EXCERPTED RECORDS section start

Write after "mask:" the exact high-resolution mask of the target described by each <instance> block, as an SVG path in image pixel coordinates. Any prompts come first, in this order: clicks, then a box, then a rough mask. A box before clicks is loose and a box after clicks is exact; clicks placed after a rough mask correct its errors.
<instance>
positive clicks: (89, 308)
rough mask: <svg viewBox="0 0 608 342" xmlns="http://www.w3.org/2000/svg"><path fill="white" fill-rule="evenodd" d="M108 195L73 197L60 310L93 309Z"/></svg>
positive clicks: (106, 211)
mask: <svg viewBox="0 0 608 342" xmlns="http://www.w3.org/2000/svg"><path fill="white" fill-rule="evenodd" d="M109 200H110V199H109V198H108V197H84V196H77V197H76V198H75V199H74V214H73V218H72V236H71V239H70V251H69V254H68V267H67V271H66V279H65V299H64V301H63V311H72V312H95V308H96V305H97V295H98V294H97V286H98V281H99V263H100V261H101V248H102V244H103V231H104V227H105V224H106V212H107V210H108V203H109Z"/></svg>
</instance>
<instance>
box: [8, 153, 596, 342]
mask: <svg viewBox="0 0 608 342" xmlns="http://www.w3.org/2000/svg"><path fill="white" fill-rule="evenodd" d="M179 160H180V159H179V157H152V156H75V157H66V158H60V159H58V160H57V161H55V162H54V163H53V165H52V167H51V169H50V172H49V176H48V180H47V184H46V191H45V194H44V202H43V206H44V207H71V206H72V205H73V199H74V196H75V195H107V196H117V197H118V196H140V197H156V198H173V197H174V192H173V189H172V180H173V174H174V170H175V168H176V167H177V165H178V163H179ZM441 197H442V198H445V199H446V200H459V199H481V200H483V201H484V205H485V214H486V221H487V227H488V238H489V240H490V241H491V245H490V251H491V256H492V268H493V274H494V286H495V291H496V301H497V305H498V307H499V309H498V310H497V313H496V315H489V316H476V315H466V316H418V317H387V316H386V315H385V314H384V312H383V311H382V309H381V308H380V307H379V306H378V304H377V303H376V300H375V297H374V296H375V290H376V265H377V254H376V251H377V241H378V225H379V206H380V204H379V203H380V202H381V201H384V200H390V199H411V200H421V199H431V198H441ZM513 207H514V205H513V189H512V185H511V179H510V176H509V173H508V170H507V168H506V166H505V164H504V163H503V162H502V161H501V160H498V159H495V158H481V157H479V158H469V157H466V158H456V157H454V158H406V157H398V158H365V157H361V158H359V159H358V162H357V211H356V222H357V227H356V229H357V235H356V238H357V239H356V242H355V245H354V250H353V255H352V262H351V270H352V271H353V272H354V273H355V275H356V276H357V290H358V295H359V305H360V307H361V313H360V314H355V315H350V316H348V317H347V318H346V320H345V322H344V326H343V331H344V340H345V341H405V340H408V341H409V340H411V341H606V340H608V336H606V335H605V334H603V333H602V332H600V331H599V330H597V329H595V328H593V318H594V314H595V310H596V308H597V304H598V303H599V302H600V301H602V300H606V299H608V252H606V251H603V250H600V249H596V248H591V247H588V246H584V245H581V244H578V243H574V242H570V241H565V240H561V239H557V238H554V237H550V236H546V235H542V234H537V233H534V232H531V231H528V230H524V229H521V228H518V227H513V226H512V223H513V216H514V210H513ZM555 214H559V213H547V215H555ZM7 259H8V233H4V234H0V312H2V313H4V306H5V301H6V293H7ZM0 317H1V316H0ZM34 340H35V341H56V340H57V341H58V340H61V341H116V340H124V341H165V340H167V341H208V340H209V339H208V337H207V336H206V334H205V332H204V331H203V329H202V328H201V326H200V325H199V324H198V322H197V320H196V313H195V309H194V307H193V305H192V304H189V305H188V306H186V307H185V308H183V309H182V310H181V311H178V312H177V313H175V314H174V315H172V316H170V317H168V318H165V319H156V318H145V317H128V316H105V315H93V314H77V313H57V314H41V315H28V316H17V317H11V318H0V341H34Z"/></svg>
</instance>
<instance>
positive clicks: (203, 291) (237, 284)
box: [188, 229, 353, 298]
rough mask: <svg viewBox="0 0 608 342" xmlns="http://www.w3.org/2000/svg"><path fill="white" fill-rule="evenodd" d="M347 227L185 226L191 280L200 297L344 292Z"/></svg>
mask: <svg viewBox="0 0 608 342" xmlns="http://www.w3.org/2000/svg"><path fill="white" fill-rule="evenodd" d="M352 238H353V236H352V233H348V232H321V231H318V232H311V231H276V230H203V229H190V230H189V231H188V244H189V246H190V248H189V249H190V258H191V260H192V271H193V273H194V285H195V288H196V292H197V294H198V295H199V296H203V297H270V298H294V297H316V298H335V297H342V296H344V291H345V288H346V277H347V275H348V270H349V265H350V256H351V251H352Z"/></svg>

EXCERPTED RECORDS section end

WHAT YOU NEED TO DO :: Copy out the records once more, with nothing altered.

RESULT FOR THIS TASK ::
Write after "mask:" the exact high-resolution mask of the target described by each <instance> block, as an SVG path in image pixel coordinates. Any prompts come first, in this order: clicks, then a box, then a rough mask. A box before clicks is loose and a box after clicks is exact; clicks placed after a rough mask correct its errors.
<instance>
positive clicks: (89, 308)
rough mask: <svg viewBox="0 0 608 342" xmlns="http://www.w3.org/2000/svg"><path fill="white" fill-rule="evenodd" d="M108 195L73 197L60 310L93 309Z"/></svg>
positive clicks: (106, 211)
mask: <svg viewBox="0 0 608 342" xmlns="http://www.w3.org/2000/svg"><path fill="white" fill-rule="evenodd" d="M109 200H110V199H109V198H108V197H84V196H77V197H76V198H75V199H74V214H73V218H72V236H71V239H70V251H69V254H68V267H67V271H66V279H65V299H64V301H63V311H72V312H95V308H96V305H97V295H98V294H97V286H98V281H99V263H100V261H101V248H102V244H103V231H104V227H105V224H106V212H107V210H108V203H109Z"/></svg>
</instance>
<instance>
box: [8, 153, 596, 342]
mask: <svg viewBox="0 0 608 342" xmlns="http://www.w3.org/2000/svg"><path fill="white" fill-rule="evenodd" d="M179 160H180V159H179V157H152V156H75V157H66V158H60V159H58V160H57V161H55V162H54V163H53V165H52V167H51V169H50V172H49V176H48V180H47V184H46V191H45V194H44V202H43V206H44V207H71V206H72V205H73V199H74V196H75V195H107V196H117V197H118V196H140V197H156V198H173V197H174V192H173V189H172V180H173V174H174V170H175V168H176V167H177V165H178V163H179ZM441 197H442V198H445V199H446V200H459V199H481V200H483V201H484V205H485V214H486V221H487V227H488V238H489V240H490V241H491V245H490V251H491V256H492V268H493V274H494V286H495V291H496V301H497V305H498V307H499V309H498V310H497V313H496V315H489V316H476V315H466V316H418V317H387V316H386V315H385V314H384V312H383V311H382V309H381V308H380V307H379V306H378V304H377V303H376V300H375V297H374V296H375V290H376V265H377V254H376V251H377V241H378V225H379V206H380V204H379V203H380V202H381V201H384V200H390V199H411V200H421V199H431V198H441ZM513 207H514V205H513V189H512V185H511V179H510V176H509V173H508V170H507V168H506V166H505V164H504V163H503V162H502V161H501V160H498V159H495V158H481V157H479V158H469V157H466V158H456V157H454V158H406V157H398V158H365V157H361V158H359V159H358V162H357V211H356V222H357V227H356V229H357V235H356V238H357V239H356V242H355V245H354V250H353V255H352V262H351V270H352V271H353V272H354V273H355V275H356V276H357V290H358V295H359V305H360V307H361V313H360V314H355V315H350V316H348V317H347V318H346V320H345V322H344V326H343V331H344V340H345V341H405V340H408V341H409V340H411V341H606V340H608V336H606V335H605V334H603V333H602V332H600V331H599V330H597V329H595V328H593V318H594V314H595V310H596V308H597V304H598V303H599V302H600V301H602V300H606V299H608V252H606V251H603V250H600V249H596V248H591V247H588V246H584V245H581V244H578V243H574V242H570V241H565V240H561V239H557V238H554V237H550V236H546V235H542V234H537V233H534V232H531V231H528V230H524V229H521V228H518V227H513V226H512V223H513V216H514V210H513ZM555 214H559V213H547V215H555ZM7 259H8V233H4V234H0V312H2V313H4V306H5V301H6V293H7ZM0 317H1V316H0ZM34 340H35V341H56V340H57V341H58V340H61V341H116V340H124V341H165V340H167V341H208V340H209V339H208V337H207V336H206V334H205V332H204V331H203V329H202V328H201V326H200V325H199V324H198V322H197V320H196V313H195V309H194V307H193V305H192V304H189V305H188V306H186V307H185V308H183V309H182V310H181V311H178V312H177V313H175V314H174V315H172V316H170V317H168V318H165V319H156V318H145V317H128V316H105V315H93V314H77V313H57V314H41V315H28V316H17V317H11V318H0V341H34Z"/></svg>
</instance>
<instance>
positive clicks: (203, 291) (237, 284)
box: [188, 229, 353, 298]
rough mask: <svg viewBox="0 0 608 342" xmlns="http://www.w3.org/2000/svg"><path fill="white" fill-rule="evenodd" d="M347 227L185 226L191 280L200 297L344 292Z"/></svg>
mask: <svg viewBox="0 0 608 342" xmlns="http://www.w3.org/2000/svg"><path fill="white" fill-rule="evenodd" d="M352 238H353V236H352V233H348V232H321V231H318V232H311V231H276V230H203V229H190V230H189V231H188V244H189V246H190V248H189V249H190V258H191V260H192V271H193V273H194V285H195V288H196V292H197V294H198V295H199V296H203V297H270V298H294V297H316V298H335V297H342V296H344V291H345V288H346V277H347V275H348V270H349V265H350V256H351V251H352Z"/></svg>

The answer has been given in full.